# Material for this exercise:
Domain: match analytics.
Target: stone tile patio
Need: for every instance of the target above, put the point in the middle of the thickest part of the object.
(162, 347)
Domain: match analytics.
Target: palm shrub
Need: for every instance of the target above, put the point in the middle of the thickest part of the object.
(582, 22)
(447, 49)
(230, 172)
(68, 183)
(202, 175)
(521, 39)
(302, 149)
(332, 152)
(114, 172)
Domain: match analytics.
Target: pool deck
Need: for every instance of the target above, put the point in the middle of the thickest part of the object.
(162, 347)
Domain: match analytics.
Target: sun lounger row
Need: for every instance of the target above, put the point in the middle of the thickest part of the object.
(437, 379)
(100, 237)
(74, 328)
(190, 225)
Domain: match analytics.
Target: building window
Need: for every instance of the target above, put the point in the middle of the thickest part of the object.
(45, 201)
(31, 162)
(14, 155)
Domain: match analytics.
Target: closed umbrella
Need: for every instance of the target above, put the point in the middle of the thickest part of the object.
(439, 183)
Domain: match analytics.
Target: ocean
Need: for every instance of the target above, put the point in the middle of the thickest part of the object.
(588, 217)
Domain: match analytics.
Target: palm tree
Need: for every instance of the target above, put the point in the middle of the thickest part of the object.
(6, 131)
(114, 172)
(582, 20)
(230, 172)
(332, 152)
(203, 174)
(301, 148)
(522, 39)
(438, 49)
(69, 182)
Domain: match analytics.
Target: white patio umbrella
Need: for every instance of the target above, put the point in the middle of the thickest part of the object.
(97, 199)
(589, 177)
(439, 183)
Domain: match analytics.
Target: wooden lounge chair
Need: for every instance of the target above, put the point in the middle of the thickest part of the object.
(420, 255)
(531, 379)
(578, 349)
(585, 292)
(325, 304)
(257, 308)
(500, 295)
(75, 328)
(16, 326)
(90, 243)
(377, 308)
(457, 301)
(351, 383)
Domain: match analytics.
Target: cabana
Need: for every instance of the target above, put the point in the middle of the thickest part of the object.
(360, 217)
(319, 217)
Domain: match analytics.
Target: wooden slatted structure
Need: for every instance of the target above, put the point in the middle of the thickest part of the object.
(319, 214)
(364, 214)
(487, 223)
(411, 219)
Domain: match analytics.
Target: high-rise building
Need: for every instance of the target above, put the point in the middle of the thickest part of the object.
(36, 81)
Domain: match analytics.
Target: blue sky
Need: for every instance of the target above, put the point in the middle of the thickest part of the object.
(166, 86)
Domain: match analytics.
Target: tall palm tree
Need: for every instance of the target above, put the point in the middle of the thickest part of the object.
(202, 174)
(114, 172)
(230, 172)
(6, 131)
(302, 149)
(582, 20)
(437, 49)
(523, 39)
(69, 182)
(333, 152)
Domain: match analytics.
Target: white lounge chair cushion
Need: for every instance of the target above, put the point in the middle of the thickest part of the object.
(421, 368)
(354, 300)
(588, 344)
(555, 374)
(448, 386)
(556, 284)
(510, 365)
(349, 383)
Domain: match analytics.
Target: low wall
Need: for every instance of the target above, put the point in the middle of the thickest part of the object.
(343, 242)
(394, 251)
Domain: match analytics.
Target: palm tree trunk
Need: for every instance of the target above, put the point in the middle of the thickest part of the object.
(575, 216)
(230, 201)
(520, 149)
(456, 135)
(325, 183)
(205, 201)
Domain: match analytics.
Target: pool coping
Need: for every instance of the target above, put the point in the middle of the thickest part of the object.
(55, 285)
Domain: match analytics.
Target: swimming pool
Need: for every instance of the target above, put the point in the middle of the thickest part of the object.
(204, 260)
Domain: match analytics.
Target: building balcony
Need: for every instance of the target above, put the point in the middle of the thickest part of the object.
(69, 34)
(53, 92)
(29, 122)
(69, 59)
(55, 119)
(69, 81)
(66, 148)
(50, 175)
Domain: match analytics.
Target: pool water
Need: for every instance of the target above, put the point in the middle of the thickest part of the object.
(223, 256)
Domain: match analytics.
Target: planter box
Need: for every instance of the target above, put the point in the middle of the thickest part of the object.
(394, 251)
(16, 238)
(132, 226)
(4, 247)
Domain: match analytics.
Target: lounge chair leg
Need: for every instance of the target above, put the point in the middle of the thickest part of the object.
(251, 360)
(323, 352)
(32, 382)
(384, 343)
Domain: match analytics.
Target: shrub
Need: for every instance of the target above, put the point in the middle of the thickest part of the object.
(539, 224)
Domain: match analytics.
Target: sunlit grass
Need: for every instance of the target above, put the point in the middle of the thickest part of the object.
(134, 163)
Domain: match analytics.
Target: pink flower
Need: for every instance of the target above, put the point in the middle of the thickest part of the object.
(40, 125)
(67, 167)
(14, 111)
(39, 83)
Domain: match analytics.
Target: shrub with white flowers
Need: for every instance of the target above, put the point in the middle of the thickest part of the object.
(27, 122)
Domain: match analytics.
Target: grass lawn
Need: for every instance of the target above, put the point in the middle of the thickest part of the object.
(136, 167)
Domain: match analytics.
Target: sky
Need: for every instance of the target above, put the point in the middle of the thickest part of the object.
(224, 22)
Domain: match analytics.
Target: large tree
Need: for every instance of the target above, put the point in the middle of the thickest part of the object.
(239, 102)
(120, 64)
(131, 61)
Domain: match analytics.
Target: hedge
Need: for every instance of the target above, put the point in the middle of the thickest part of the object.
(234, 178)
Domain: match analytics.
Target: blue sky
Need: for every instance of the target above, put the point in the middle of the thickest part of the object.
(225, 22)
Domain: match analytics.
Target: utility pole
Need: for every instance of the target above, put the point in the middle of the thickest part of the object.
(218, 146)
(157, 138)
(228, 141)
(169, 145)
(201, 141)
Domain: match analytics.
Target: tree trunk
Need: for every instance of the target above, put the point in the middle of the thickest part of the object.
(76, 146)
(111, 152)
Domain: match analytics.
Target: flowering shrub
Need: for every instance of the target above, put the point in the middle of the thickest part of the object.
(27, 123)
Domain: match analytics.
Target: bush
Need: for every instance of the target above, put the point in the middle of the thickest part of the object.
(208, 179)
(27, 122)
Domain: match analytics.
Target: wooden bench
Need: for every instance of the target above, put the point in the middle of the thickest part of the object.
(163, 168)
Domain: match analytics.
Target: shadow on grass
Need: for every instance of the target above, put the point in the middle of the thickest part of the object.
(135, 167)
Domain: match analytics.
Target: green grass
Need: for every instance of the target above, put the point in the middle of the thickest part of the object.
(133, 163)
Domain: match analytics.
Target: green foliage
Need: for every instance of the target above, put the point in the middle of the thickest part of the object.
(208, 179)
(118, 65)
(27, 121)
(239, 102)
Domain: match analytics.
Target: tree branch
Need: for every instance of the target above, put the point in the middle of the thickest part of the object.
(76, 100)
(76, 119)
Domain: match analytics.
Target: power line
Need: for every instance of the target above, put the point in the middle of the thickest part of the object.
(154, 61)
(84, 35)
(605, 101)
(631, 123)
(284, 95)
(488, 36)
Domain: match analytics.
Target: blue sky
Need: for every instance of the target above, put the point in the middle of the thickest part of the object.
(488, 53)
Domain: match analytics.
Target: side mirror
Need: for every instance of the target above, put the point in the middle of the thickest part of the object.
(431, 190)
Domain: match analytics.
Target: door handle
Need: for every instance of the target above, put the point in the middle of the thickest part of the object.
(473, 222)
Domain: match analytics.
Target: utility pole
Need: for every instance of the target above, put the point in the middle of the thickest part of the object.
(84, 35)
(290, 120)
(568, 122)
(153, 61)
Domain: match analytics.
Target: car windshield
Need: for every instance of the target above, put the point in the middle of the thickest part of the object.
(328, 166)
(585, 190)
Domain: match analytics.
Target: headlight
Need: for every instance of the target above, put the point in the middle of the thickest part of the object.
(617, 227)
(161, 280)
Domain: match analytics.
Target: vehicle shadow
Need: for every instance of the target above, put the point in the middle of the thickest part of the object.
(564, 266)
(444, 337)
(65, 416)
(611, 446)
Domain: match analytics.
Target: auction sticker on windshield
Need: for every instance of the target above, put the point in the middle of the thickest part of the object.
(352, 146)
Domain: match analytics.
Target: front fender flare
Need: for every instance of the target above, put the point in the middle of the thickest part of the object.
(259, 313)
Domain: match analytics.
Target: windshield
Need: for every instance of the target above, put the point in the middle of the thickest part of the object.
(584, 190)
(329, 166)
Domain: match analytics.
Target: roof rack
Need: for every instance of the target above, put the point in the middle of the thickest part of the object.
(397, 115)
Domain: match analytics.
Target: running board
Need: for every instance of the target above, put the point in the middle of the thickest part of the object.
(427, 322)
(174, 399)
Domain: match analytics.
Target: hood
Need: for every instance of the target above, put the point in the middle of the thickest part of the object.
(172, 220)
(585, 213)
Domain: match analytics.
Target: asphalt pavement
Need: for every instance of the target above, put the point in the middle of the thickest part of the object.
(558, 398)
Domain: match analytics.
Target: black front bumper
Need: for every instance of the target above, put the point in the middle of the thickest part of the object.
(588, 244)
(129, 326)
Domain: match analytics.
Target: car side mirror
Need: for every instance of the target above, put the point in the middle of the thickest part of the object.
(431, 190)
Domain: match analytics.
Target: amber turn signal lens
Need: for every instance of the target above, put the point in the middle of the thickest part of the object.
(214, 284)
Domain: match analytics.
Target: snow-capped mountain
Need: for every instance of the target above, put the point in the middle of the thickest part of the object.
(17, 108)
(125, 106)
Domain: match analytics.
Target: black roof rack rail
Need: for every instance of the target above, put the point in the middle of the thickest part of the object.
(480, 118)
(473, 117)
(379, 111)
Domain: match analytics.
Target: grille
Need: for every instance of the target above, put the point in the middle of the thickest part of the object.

# Task:
How many lines in the rows above contain the string "palm", with case counting? Reply with the number only.

# Answer to the task:
4